▸ DOCUMENT EXTRACT
/---

Imaging systems have evolved from the principles of film-based imaging and may now be characterized in two groups for document imaging, these being (a) film-based imaging (micrographics) and (b) digital imaging systems.
In film-based imaging, micrographics technology is used to capture images of physical documents on microfilm, so that the images may subsequently be viewed using a reader, and printed if required. In digital imaging, images of physical documents are captured in a digital file format, with subsequent viewing or printing from the image format.
Digital imaging systems may be differentiated as desktop (ad hoc scanning), workgroup (shared tools in network), or production (high volume, diverse type). IDCM normally implies a workgroup or production environment. Capabilities offered include image manipulation functions such as:
• Capture of hardcopy documents into digital format.
• Capability for scanning and conversion of different sizes, sides (duplex scanning), physical orientation, and physical structure of documents.
• Managing multi-page images as a single entity (e.g., multi-page TIF file).
• Images may be saved to specified file formats. For example, a document might be saved in PDF or JPG for publishing on a Web server, or as a multi-page TIF for viewing/transmission.
• Support for a range of resolution, contrast, threshold, and size settings to meet the diverse requirements of document capture.
• Capture of color and/or grayscale images to suit forms processing and other applications (e.g., colored contour maps).
• Despeckling/deskewing and border removal.
• Multi-level registration capabilities, including batch-, folder-, envelope-, and document-level indexing.
Imaging systems are often integrated with recognition systems to facilitate capture and retrieval. These include technologies for automatically capturing data encoded in barcodes, integration with optical character recognition (OCR and ICR) technologies to enable text information to be extracted from scanned images, and integration with optical mark recognition (OMR).

WEB CONTENT MANAGEMENT

IDCM has the capability to provide a managed environment for the processes associated with publishing Web content. It has been said that a content management system is a concept rather than a product (Browning & Lowndes, 2001). This adds weight to analysis of it within the context of an IDCM model, where documents and their content may be considered more broadly than in terms of Web presentation. Document creation, management, and utilization can thus be undertaken with reference to business requirements and workflow of business processes.
Typically, functionality is characterized in terms of content creation, presentation, and management (Arnold, 2003; Robertson, 2003). Increasingly this functionality is seen to be employed within a unified content strategy for an enterprise (Rockley, Kostur & Manning, 2003).
Content creation functionality includes separation of presentation and content, utilization of elements of documents such as illustrations in different contexts, and continuation of associations between pages after restructuring. Metadata support should also be available, and markup should be transparent to the content creator.
Presentation elements include multiple formats for distribution of internal material such as manuals and business forms over intranets, and for external material such as marketing information and application forms. Other features expected are template availability through style sheets, integration of multiple formats as compound documents, provision of alternative renditions, and personalization of display according to user profiles.
Management features include version control and integrity maintenance among multiple users, and associated security procedures and audit trails. Managed interfaces to other subsystems should provide for dynamic provision of content to pages so that current data can be presented in validated form within compound documents. There should also be utilization of workflow for accommodating distributed users, content review, and approval processes.
These capabilities are shared at least in part with other IDCM systems’ functionality. The IDCM environment has the capability to manage Web content within a continuum that includes initial document creation processes, potentially in a distributed environment, through to managed archiving of content.

\---

▸ INFORMATION PROVIDED
/---

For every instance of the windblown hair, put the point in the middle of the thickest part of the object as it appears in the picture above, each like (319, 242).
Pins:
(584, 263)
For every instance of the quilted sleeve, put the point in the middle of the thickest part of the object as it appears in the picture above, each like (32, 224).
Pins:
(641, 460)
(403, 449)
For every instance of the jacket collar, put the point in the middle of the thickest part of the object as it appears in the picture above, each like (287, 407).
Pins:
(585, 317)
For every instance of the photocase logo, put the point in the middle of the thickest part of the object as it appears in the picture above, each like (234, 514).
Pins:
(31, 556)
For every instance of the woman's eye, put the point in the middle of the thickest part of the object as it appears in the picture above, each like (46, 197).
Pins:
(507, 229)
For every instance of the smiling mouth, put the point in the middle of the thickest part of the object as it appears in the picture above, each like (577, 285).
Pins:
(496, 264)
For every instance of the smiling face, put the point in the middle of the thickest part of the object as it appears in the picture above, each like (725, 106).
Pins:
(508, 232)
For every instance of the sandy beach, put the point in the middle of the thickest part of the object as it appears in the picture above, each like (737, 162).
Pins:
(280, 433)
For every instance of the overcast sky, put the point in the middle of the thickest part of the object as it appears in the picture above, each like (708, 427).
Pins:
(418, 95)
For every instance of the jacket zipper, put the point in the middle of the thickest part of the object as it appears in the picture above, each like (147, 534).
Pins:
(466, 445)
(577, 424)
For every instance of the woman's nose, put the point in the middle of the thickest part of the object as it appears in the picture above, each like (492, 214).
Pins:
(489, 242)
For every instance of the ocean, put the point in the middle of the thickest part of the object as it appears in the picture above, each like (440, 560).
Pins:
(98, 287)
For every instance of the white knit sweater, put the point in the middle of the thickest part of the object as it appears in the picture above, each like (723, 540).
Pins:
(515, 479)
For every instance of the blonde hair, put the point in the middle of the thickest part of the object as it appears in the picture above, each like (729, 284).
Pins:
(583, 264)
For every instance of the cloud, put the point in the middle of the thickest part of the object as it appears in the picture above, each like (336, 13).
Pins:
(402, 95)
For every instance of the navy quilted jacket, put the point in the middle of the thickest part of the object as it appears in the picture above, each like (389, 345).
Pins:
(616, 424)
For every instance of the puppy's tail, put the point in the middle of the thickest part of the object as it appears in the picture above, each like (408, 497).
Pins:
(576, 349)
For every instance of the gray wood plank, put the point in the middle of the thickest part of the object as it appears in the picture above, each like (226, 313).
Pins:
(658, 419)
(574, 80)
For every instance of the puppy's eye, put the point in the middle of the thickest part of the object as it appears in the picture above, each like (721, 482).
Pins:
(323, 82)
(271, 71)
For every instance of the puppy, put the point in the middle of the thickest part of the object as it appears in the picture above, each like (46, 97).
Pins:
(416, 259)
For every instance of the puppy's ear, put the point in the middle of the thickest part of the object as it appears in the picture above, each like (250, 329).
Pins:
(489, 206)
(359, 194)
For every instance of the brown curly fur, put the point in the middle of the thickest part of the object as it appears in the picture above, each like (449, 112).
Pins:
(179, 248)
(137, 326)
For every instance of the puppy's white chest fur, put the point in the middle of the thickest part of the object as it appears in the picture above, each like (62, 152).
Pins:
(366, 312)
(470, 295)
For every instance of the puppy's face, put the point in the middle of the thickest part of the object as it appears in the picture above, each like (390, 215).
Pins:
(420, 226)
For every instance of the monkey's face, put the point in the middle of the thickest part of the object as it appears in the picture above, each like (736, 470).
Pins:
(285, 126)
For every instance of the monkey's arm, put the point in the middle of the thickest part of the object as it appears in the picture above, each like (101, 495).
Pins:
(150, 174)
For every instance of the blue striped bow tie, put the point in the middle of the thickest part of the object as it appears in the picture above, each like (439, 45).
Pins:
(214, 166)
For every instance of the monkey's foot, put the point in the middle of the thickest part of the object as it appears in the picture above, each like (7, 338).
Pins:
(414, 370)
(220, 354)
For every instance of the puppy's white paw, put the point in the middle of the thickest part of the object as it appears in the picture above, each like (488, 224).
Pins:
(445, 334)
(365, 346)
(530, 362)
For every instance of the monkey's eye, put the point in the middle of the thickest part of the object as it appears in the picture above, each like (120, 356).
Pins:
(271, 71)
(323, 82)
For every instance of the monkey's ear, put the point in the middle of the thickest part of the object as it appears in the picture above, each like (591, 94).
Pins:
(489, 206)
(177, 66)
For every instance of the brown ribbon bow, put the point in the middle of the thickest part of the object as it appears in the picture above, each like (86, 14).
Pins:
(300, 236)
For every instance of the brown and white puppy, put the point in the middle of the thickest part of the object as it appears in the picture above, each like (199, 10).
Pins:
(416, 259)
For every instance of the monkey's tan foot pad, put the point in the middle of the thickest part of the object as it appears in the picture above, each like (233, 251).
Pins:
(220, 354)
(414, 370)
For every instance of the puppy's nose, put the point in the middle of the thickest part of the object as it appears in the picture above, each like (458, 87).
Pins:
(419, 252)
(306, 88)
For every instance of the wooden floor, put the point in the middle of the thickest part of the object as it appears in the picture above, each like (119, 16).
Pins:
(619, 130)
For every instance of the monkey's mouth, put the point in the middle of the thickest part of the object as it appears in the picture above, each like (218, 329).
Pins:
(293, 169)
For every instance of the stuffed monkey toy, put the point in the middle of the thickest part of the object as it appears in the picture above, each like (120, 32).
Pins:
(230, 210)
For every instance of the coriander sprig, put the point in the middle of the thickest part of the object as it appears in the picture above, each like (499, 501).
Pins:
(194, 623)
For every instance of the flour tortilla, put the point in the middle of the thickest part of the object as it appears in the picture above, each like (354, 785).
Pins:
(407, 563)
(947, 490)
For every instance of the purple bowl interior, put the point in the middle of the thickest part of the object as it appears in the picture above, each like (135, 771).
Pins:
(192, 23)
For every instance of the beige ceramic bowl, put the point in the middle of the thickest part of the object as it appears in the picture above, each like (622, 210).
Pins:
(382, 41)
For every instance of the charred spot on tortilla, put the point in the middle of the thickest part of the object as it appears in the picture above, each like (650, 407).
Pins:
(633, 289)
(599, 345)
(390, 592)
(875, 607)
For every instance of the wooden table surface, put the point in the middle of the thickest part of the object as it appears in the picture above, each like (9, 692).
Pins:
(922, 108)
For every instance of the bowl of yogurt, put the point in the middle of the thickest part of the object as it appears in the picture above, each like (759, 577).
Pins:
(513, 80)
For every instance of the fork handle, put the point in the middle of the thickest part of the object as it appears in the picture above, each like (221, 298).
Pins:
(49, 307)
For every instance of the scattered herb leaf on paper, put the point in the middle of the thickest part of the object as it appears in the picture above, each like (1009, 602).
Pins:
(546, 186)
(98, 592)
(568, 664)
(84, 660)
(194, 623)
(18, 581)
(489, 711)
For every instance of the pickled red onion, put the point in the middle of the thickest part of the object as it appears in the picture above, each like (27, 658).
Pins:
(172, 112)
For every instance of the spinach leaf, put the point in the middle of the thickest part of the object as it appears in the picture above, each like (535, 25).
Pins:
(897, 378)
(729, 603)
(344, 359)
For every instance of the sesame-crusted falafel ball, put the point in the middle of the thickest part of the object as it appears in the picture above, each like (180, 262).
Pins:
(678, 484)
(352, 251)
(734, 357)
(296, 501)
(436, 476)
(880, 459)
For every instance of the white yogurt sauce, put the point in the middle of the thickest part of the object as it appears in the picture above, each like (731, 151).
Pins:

\---

▸ REQUIRED WORK
a. In the imaging and content management text, condense the paragraph beginning "Management features include version control" into a short bulleted list that keeps its main facts.
b. Please repeat word for word the portion of the imaging and content management text that opens with the words containing "WEB CONTENT MANAGEMENT" and closes with "Kostur & Manning, 2003).".

▸ EXERCISE ANSWERS
a.
- Version control and integrity maintenance across multiple users
- Security procedures and audit trails
- Managed interfaces to other subsystems that supply content dynamically, so current data appears in validated form within compound documents
- Workflow for distributed users, content review, and approval processes

b.
WEB CONTENT MANAGEMENT

IDCM has the capability to provide a managed environment for the processes associated with publishing Web content. It has been said that a content management system is a concept rather than a product (Browning & Lowndes, 2001). This adds weight to analysis of it within the context of an IDCM model, where documents and their content may be considered more broadly than in terms of Web presentation. Document creation, management, and utilization can thus be undertaken with reference to business requirements and workflow of business processes.
Typically, functionality is characterized in terms of content creation, presentation, and management (Arnold, 2003; Robertson, 2003). Increasingly this functionality is seen to be employed within a unified content strategy for an enterprise (Rockley, Kostur & Manning, 2003).